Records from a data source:
----
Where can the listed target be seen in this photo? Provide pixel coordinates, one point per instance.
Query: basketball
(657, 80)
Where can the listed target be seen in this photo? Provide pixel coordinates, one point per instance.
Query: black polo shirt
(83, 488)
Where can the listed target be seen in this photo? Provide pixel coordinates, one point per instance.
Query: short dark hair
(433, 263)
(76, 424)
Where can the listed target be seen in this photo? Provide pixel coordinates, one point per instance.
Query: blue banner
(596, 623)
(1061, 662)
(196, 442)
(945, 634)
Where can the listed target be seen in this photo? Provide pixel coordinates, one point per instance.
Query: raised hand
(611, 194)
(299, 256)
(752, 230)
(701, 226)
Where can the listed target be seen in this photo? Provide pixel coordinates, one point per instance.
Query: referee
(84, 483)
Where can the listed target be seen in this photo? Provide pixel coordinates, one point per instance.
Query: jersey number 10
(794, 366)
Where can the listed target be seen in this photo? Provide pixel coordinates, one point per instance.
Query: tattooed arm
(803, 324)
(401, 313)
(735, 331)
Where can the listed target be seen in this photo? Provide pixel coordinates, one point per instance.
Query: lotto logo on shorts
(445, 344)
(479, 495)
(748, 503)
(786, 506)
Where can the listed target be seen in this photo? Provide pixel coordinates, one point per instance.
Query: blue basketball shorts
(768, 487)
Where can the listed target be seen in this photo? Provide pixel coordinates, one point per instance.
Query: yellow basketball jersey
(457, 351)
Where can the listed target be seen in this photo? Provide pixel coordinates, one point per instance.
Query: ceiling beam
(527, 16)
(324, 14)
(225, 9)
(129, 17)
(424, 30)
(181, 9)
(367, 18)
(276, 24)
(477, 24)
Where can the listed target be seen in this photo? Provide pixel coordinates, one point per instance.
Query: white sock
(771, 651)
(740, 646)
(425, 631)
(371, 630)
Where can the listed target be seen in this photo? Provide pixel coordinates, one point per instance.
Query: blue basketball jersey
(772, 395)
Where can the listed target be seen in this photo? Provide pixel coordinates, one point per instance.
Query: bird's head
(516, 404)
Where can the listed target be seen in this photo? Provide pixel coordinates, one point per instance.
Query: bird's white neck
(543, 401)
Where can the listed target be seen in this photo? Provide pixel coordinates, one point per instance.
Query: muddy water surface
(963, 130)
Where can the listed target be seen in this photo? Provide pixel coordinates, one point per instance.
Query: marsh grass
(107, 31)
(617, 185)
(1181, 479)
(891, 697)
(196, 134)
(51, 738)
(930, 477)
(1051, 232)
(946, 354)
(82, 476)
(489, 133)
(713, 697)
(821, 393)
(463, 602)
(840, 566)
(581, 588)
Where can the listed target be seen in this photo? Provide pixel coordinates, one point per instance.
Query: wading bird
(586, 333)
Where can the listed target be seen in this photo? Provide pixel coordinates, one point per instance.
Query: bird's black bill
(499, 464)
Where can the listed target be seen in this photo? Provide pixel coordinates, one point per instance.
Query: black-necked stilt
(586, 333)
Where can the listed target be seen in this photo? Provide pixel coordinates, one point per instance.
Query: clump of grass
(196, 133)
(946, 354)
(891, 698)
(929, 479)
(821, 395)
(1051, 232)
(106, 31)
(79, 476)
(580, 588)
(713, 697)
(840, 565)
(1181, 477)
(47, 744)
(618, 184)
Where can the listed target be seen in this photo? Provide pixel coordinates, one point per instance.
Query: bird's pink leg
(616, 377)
----
## YOUR OBJECTIVE
Write out all the entries exactly.

## EXERCISE ANSWER
Where can the listed target be seen in this photo? Provide pixel coordinates, one point per instance.
Query: basketball
(657, 80)
Where can the listed target be seen in this photo? Provide pixel coordinates, one point per instance.
Query: black polo shirt
(83, 488)
Where can the listed target be seen in this photo? Provide pixel coordinates, one point per instance.
Query: short dark hair
(433, 263)
(76, 424)
Where can the listed target be seen in this photo? Provide pixel coordinates, one point per instance.
Query: blue banner
(596, 623)
(1061, 662)
(196, 442)
(945, 634)
Where can the listed target be seen in this photo? Provide pixel coordinates, one point per instance.
Query: raised hand
(611, 194)
(299, 256)
(752, 230)
(701, 226)
Where can the listed target be seen in this photo? Provide pixel coordinates, one point per instance.
Query: referee
(84, 483)
Where can the listed target be seen in this photo? Provide pixel coordinates, one point per instance.
Query: jersey number 10
(794, 366)
Where can the listed target be seen in this photo? Provide pixel coordinates, one point per instance.
Query: tattooed arm
(803, 324)
(401, 313)
(735, 331)
Where can the listed target be seen in this photo? Provide pixel coordinates, one point per instance.
Query: lotto logo on shorts
(445, 344)
(479, 495)
(748, 503)
(786, 506)
Where can the listed target be seen in this photo? Provide pixel coordinates, one point per instance.
Query: blue basketball shorts
(768, 487)
Where can the listed target be seen in this photo? Provide pixel coordinates, one point per instance.
Query: yellow basketball jersey
(457, 351)
Where can the listed target be seen in this photo? Provide pixel coordinates, one point per instance.
Query: ceiling beam
(527, 16)
(324, 14)
(225, 9)
(129, 17)
(424, 30)
(181, 9)
(367, 18)
(276, 24)
(477, 24)
Where can the listed target be seen in this photo? Provide pixel coordinates, one point per instance.
Query: white sock
(771, 651)
(740, 646)
(425, 631)
(371, 630)
Where can the listed target be seen in this photo? Provide pixel coordinates, one point per instance.
Query: blue basketball jersey
(772, 395)
Where can the listed target be seen in this photo? Provide pixel coordinates, one point per instance.
Query: bird's head
(516, 404)
Where can the listed target be seen in this photo? Provide pixel coordinates, one point per instance.
Query: bird's white neck
(543, 401)
Where can the listed target be seen in this photo? Provide pixel coordinates, one point per instance.
Query: muddy water surface
(963, 130)
Where can the listed target be seen in this photo? Provide pixel coordinates, one point per instance.
Query: marsh grass
(107, 31)
(617, 185)
(1181, 479)
(891, 697)
(196, 134)
(51, 738)
(930, 477)
(1051, 232)
(946, 354)
(82, 476)
(489, 133)
(713, 697)
(821, 393)
(463, 602)
(840, 566)
(581, 588)
Where can the listed target be seen in this photo? Provide pixel coordinates, one point per instance.
Query: wading bird
(586, 333)
Where can the listed target be seen in this photo? Provide pixel coordinates, one point per instance.
Query: bird's black bill
(499, 464)
Where can the listed target be seen in this photo? Provide pixel coordinates, one point per instance.
Query: black-necked stilt
(586, 333)
Where can the listed target be seen in this photo? Provide pixel coordinates, one point per instance.
Query: clump of grass
(196, 133)
(946, 354)
(891, 698)
(929, 479)
(821, 395)
(1051, 232)
(106, 31)
(79, 476)
(580, 588)
(713, 697)
(840, 565)
(1181, 477)
(47, 744)
(618, 184)
Where can the listed target be seen in this photo? Provide pixel coordinates, one point per instance.
Query: bird's pink leg
(616, 377)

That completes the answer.